This entry is inspired by "Why I got out of research" at http://vwxynot.blogspot.com/ and this blog by Rob Knop, and is addressed to readers considering grad school in science.

There are more people qualified for faculty positions at research universities than there are openings. By "qualified" I mean having earned a PhD, done a postdoc, and published at least one senior-authored peer-reviewed journal article from each. By this definition, one can be qualified without necessarily being competitive in today's academic job market.

Those of us lucky enough to get such a research university position find that (as vwxynot put it):

"Even if you do make it big and get your own lab, you’re suddenly responsible for your whole team’s job security as well as your own. Grants depend on the quality of the researcher and their work, yes, but also on trends, fads, luck, nepotism, reputation, political interference and geography."

The importance of nepotism, politics, and geography probably varies among countries, but there's no doubt that only a fraction of good proposals get funded. And yet, getting grants is often an expectation for tenure.

So, if most PhD's won't get a research university faculty position (RUFP), then who should consider going to grad school in science?

1) those who expect to enjoy grad school itself, at least most of the time.
2) those who think they would be happy in some science-related job requiring a PhD, even if it's not an RUFP

There could be a third category: those who are confident of being among the lucky few that get those scarce faculty positions. But I suspect that these are a subset of category 1. Not everyone who enjoys grad school will get a RUFP, but those who do get one probably enjoyed grad school, mostly. They were smart and creative (and lucky) enough to pick important and interesting questions, and hard-working (and lucky) enough to answer them. They published two or more papers each from PhD and postdoctoral work, including one or more in prestigious journals. And they enjoyed this enough to make up for working long hours (reading, writing and thinking about science as well as lab or field work) for little pay.

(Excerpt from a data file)
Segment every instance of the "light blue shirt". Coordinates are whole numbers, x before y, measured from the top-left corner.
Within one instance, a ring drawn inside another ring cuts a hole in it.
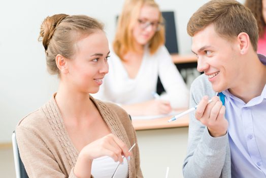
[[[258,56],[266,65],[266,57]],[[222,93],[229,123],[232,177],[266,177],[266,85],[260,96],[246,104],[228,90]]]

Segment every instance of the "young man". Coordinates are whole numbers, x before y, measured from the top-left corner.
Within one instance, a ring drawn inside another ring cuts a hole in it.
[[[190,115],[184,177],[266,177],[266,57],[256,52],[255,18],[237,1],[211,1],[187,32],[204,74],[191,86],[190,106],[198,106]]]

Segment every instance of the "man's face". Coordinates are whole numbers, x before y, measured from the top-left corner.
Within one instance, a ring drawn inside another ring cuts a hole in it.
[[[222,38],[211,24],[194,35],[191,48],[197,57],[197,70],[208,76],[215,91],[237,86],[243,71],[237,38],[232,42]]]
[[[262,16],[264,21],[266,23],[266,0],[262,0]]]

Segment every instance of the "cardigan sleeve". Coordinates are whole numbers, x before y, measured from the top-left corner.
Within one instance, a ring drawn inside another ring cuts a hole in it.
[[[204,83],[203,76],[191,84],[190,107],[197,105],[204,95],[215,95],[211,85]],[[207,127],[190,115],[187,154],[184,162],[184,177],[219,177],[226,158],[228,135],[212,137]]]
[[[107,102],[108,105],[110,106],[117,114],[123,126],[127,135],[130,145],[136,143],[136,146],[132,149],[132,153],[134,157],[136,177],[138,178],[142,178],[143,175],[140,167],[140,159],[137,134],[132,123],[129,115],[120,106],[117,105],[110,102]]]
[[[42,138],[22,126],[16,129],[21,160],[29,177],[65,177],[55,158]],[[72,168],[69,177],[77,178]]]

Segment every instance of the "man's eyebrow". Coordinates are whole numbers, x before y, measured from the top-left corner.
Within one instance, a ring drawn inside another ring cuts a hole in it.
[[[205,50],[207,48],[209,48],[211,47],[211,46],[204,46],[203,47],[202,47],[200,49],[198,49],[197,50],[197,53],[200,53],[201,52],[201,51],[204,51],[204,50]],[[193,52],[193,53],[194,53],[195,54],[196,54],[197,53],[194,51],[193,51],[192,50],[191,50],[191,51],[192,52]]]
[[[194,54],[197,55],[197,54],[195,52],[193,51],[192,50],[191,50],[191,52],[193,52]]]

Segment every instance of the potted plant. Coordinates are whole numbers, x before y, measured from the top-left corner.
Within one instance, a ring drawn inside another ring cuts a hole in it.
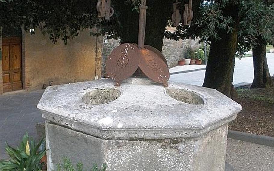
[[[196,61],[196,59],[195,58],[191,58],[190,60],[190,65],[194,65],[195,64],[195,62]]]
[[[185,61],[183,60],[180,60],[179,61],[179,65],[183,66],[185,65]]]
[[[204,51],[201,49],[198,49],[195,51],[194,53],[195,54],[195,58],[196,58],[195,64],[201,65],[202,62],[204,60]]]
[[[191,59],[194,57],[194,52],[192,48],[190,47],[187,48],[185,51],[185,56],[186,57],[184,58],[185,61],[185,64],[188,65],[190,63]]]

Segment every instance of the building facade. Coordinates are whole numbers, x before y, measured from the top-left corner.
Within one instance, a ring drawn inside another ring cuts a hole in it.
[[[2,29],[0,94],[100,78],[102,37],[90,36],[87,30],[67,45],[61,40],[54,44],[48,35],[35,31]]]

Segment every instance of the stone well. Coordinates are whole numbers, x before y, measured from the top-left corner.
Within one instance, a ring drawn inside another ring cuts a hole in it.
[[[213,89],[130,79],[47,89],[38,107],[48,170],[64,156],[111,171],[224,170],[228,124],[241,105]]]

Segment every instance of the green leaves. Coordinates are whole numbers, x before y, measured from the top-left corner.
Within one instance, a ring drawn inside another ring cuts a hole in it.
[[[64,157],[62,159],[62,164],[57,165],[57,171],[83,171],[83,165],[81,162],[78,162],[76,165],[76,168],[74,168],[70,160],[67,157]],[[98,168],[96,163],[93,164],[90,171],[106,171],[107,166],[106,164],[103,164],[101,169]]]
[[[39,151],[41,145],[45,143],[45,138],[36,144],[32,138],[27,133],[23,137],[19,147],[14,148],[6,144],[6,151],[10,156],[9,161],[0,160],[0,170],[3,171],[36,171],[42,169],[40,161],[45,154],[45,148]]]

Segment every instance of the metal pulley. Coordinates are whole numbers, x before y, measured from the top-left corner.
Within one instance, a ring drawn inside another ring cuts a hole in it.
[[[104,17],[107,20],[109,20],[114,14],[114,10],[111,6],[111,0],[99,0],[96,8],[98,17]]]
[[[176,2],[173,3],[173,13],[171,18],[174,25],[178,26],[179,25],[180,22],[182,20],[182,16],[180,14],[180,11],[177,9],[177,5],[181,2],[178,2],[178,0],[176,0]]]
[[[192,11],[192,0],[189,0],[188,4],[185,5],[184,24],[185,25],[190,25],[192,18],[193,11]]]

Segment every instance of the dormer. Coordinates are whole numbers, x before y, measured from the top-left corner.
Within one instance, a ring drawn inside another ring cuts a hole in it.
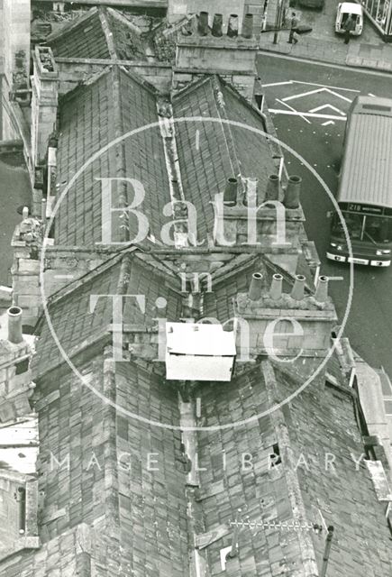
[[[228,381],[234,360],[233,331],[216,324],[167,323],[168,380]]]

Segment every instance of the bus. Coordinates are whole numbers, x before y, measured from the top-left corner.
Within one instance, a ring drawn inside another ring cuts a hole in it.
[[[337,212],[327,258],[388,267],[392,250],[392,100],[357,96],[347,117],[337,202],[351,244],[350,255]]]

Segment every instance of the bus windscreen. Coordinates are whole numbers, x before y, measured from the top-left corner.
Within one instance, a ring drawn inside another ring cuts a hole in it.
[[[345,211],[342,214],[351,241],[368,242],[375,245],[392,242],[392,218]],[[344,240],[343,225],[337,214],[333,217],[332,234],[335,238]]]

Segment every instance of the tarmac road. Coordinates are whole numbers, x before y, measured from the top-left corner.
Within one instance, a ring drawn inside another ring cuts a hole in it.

→ **Written tasks**
- a) Extract the listing's lines verbatim, beginning with the line that contains "Segment every instance of the bus." and continuing through the final line of the listing.
- b) Continue the text on whether to go to grad school in science.
The text and the listing were taken from unrelated sources.

→ **Task answers**
- a)
Segment every instance of the bus. Coordinates are whole numbers, x before y, measured from the top-left corner.
Within one instance, a ring drawn inside another ring cuts a hole in it.
[[[337,212],[327,258],[388,267],[392,250],[392,100],[357,96],[347,117],[337,202],[351,244],[350,255]]]

Segment every instance of the bus windscreen. Coordinates are whole numbers, x before y, measured from the top-left corner.
Within one instance, a ring drawn inside another ring cuts a hole in it.
[[[345,211],[342,214],[351,241],[368,242],[375,245],[392,242],[392,218]],[[344,240],[343,225],[337,214],[333,217],[332,234],[335,238]]]

Segment every instance of the tarmac road. Coordinates are whole numbers, x before y, measured from the top-left corner.
Within one instance, a ring drawn inside another ring cuts a hole in it.

- b)
I wrote "little pay", not "no pay." I strongly discourage anyone from running up major debts to go to grad school. It's too much risk for too little certainty of reward. If you are aiming for a research position, try to get a research assistantship or fellowship that will pay you (a little) while you work on your thesis research. If you are more interested in teaching at a 4-year college, try to get teaching assistantships. If you can't get either, at least for most years, that could be a sign of trouble. Your professor may not be good enough at getting grants or your university may be poorly funded; either way, they may not have the reputation that will help you get good postdocs and jobs. Or, if other students are getting assistantships and you aren't, that may be some indication of who's going to be most competitive for jobs later on.

Maybe someday the long-predicted scientist shortage will arrive and there will be great jobs for all qualified candidates, but don't count on it. Actually, the scientist shortage is already here in terms of important problems needing research, just not in terms of jobs and grants!

I don't think I would have regretted the years spent in grad school and two postdocs, even if I hadn't been lucky enough to get good research jobs afterwards, first with USDA and then at two great universities (UC Davis and University of Minnesota). But I can think of several fellow grad students and postdocs who didn't get as rewarding jobs, despite being at least as smart and hardworking as I was.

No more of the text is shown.